=== Extract ===
# Rust on edge



## LuckyRVA (Jan 18, 2011)

Hi all - I've noticed some surface rust on my board's edge after riding. Will wiping the board down after every ride keep the rust off the board. Or is rust just something you have to contend with?


----------



## park_rider (Jan 16, 2011)

there's actually tools that you're supposed to use to get rust and burrs off of your edges called gummy stones i think. here's a link to some. but yeah if you get rust on your edges you definitely want to buy one of these because your edges are a huge part of your speed and edge hold. 
One Ball Jay Gummy Stone fine : Snowboard Tool
Ski Snowboard Steel Edge Deburring Polishing Tools

here's a tutorial on tuning your board if you need it:
snowboard tuning tutorial


----------



## ptapia (Dec 1, 2010)

Wiping down is a good idea, but I don't do it myself. I just stand my board up and let the snow/H2O melt and run right off. You can also use a soft gummy stone to remove rust. Check this link out as well, toward the bottom a guy has done loads of research to offer some great advice:http://www.snowboardingforum.com/boards/36227-how-often-sharpen.html


----------



## LuckyRVA (Jan 18, 2011)

ptapia said:


> Wiping down is a good idea, but I don't do it myself. I just stand my board up and let the snow/H2O melt and run right off. You can also use a soft gummy stone to remove rust. Check this link out as well, toward the bottom a guy has done loads of research to offer some great advice:http://www.snowboardingforum.com/boards/36227-how-often-sharpen.html


Wow, way more info than I thought I was going to get. Looks like I have a bit of reading to do. Thanks.


----------

=== How to complete this task ===
Revise the edge-rust thread from the point starting at "One Ball Jay" and ending at "(Dec 1, 2010)", putting "guide" in place of "tutorial". Work from the edge-rust thread alone.

=== Record extracts ===
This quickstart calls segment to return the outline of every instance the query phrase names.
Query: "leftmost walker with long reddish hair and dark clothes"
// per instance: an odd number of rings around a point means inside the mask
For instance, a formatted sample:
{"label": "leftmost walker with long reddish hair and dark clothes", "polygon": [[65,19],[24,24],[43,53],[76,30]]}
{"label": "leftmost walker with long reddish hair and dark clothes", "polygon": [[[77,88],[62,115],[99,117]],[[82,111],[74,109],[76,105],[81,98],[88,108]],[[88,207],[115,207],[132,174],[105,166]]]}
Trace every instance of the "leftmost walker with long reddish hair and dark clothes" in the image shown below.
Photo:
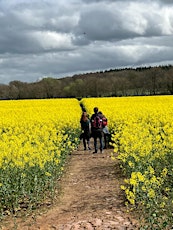
{"label": "leftmost walker with long reddish hair and dark clothes", "polygon": [[83,145],[84,145],[84,150],[88,149],[91,150],[90,148],[90,120],[88,118],[87,112],[83,112],[81,119],[80,119],[80,124],[81,124],[81,129],[82,129],[82,140],[83,140]]}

=== Result for this task ===
One Ball Jay Gummy Stone fine : Snowboard Tool
Ski Snowboard Steel Edge Deburring Polishing Tools

here's a guide on tuning your board if you need it:
snowboard tuning guide


----------



## ptapia (Dec 1, 2010)